In civilized societies that embrace due process of law, rational decision-making—including credibility assessment—can only be achieved by a “preponderance of the evidence” standard. This means that, for a rational determination to be reached, the decision-maker(s) must find that, under the totality of the circumstances, it is “more likely than not” that the allegation is true.
Credibility is not assessed on the basis of gender, the nature of an allegation, or one’s political affiliation. Any rational credibility determination requires unbiased consideration of the totality of the circumstances.
Applying the preponderance standard to the allegations levied against Kavanaugh, is it more likely than not that he sexually assaulted Ford? No rational decision-maker could so find, for numerous reasons.
First, Ford’s allegations are vague in numerous material details, including time, place and number of individuals present at the alleged event. Second, all individuals Ford claims were present at the event have denied, under penalty of perjury, that it ever took place, including one of Ford’s best girlfriends, Leland Ingram Keyser. Third, Kavanaugh has unequivocally denied ever attending any such event, or ever assaulting Ford at any time. Thus, all alleged participants at the event, except for Ford, agree that the event—much less the sexual assault—never even happened. Fourth, hundreds of character witnesses—many of them women—have provided statements regarding Kavanaugh’s exemplary character since childhood, including his respect for, and long-time mentorship of, women.
Recognizing the inherent weakness of an allegation that lacks any corroboration—and indeed is unanimously refuted—the Democrats shifted their attention to establishing a pattern of sexual misconduct by Kavanaugh. Deborah Ramirez and Julie Swetnick then suddenly came forward with claims. But Ramirez herself once admitted to being unsure if the individual who groped her at an alcohol-infused Yale undergraduate party was Kavanaugh, and the New York Times could not find a single corroborating witness despite contacting several dozen party attendees. Julie Swetnick claimed that, as a college student, she attended high school parties in which Kavanaugh witnessed (but she does not say participated in) gang rape. Swetnick’s claims, brought forth by the hyperpartisan Democratic lawyer Michael Avenatti, remain utterly uncorroborated and are so sensational as to be inherently incredible when weighed against the totality of the evidence.
At today’s Senate Judiciary hearing, the Democrats shifted their attention once more, to drinking alcohol. Their chief argument seems to be that Kavanaugh’s youthful consumption of beer should create a reasonable inference that Kavanaugh committed sexual assault.
....................
_TASKS FOR THIS EXERCISE_.
a. In the text on the Kavanaugh allegations, which of Ford's best girlfriends is named as denying, under penalty of perjury, that the event took place?
b. Extend the text on the Kavanaugh allegations, starting after its last sentence.
The items have nothing to do with the text.
....................
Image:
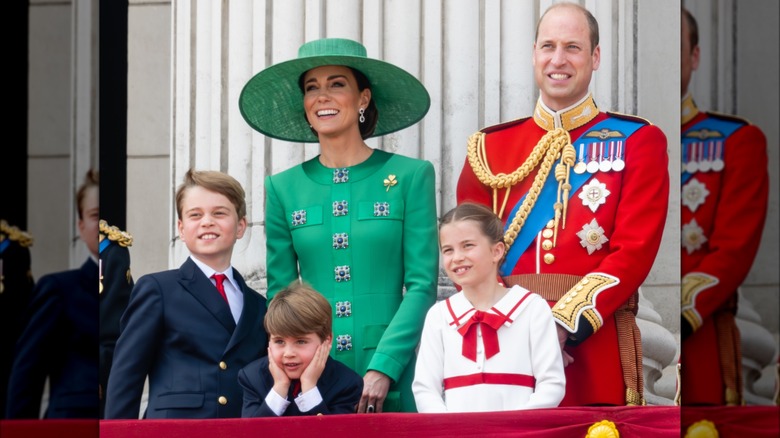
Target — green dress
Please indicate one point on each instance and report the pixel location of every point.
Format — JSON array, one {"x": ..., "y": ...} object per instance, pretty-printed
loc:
[{"x": 366, "y": 238}]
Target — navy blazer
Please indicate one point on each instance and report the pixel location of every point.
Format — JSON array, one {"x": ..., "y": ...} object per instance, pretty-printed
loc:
[
  {"x": 179, "y": 331},
  {"x": 59, "y": 341},
  {"x": 339, "y": 386}
]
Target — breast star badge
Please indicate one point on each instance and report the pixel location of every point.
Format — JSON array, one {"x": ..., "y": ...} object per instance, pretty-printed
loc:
[
  {"x": 693, "y": 236},
  {"x": 592, "y": 236},
  {"x": 594, "y": 194},
  {"x": 694, "y": 193},
  {"x": 390, "y": 181}
]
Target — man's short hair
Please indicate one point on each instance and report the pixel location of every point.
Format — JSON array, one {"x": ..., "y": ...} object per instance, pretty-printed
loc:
[{"x": 593, "y": 25}]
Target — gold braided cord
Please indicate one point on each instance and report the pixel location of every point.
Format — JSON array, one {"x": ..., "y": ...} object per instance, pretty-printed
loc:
[
  {"x": 477, "y": 157},
  {"x": 552, "y": 143},
  {"x": 123, "y": 238},
  {"x": 13, "y": 232}
]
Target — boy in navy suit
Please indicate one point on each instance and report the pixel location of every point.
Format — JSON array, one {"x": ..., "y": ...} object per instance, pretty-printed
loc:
[
  {"x": 298, "y": 377},
  {"x": 190, "y": 330}
]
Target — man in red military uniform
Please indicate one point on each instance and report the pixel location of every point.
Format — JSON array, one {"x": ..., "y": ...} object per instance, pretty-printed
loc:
[
  {"x": 725, "y": 186},
  {"x": 584, "y": 196}
]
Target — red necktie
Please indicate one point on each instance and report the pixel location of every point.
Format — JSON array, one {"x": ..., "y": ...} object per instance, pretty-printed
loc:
[
  {"x": 490, "y": 323},
  {"x": 220, "y": 287}
]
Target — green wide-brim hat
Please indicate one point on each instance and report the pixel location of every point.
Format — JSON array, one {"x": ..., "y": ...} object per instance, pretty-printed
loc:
[{"x": 272, "y": 101}]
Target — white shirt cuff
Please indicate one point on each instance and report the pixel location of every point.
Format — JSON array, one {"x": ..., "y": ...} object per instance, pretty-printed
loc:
[
  {"x": 308, "y": 400},
  {"x": 276, "y": 402}
]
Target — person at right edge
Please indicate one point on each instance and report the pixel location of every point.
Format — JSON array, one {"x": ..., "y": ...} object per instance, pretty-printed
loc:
[
  {"x": 583, "y": 230},
  {"x": 725, "y": 188}
]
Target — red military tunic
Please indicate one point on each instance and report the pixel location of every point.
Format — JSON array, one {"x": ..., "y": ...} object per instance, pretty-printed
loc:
[
  {"x": 591, "y": 271},
  {"x": 725, "y": 186}
]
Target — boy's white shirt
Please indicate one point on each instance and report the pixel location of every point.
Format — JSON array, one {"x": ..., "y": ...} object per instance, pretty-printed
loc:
[
  {"x": 232, "y": 291},
  {"x": 306, "y": 401}
]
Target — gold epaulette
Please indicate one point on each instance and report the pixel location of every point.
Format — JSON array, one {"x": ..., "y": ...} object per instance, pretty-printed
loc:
[
  {"x": 500, "y": 126},
  {"x": 728, "y": 117},
  {"x": 630, "y": 117},
  {"x": 24, "y": 238},
  {"x": 123, "y": 238}
]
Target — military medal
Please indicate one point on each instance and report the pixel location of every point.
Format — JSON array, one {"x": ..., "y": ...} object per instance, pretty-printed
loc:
[
  {"x": 692, "y": 166},
  {"x": 592, "y": 236},
  {"x": 593, "y": 165},
  {"x": 594, "y": 194},
  {"x": 717, "y": 163},
  {"x": 580, "y": 167},
  {"x": 618, "y": 164},
  {"x": 705, "y": 164},
  {"x": 694, "y": 193},
  {"x": 604, "y": 164}
]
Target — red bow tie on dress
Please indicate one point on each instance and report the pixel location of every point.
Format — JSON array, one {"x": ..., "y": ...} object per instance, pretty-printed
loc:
[{"x": 490, "y": 323}]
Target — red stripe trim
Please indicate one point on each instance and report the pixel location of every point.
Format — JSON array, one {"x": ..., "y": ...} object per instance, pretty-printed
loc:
[
  {"x": 490, "y": 379},
  {"x": 513, "y": 308},
  {"x": 456, "y": 320}
]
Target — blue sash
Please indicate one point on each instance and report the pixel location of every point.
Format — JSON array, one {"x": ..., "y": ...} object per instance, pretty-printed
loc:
[
  {"x": 542, "y": 212},
  {"x": 710, "y": 129}
]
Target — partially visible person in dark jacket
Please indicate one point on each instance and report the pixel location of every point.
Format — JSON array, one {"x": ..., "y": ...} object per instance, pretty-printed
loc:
[{"x": 61, "y": 334}]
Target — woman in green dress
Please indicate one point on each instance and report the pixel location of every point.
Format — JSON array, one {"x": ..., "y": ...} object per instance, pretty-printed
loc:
[{"x": 358, "y": 224}]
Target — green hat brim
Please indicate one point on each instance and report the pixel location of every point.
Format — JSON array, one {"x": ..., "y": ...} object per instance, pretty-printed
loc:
[{"x": 272, "y": 101}]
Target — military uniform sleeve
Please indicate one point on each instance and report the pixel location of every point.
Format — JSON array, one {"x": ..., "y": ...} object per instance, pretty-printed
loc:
[
  {"x": 636, "y": 233},
  {"x": 734, "y": 234}
]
....................
_SET OF ANSWERS_.
a. Leland Ingram Keyser.

b.
But fundamental fairness suggests that drinking alcohol—even to excess—does not create a rational inference of sexual assault. Uncorroborated, sensational allegations do not create a rational inference of sexual assault. Kavanaugh’s gender, his race, his economic status do not create a rational inference of sexual assault.
In short, under the totality of the evidence adduced, there is no rational evidence that Kavanaugh sexually assaulted anyone, including Ford. While some may choose to believe Ford for various reasons—such as believing women, believing Democrats, hating Donald Trump or believing all allegations of sexual assault—such beliefs, while passionately held, are not rational credibility determinations but biased ones. They would never be accepted in any court, or in any other fair decision-making process of a civilized society.
‘Unless the old rules are put back in place… the credibility of the court will be grievously damaged’
Bruce Ackerman is Sterling Professor of Law and Political Science at Yale University.
The Kavanaugh fiasco was made possible by the earlier decision authorizing only 51, rather than 60, senators to confirm appointments to the Supreme Court. This made it unnecessary for presidents to appeal to centrists of the opposing party in making nominations. Unless the old rules are put back in place—very unlikely—the credibility of the court will be grievously damaged by a series of hyperpoliticized appointments by future administrations, whether they be Republican or Democratic.
‘I found Ford objective and highly credible’
Peggy Cooper Davis is the John S. R. Shad Professor of Lawyering and Ethics at NYU Law School.
Whom do you find more credible?
I found Ford objective and highly credible. I found Kavanaugh intemperate, deeply hostile and surprisingly partisan; these things diminished his credibility.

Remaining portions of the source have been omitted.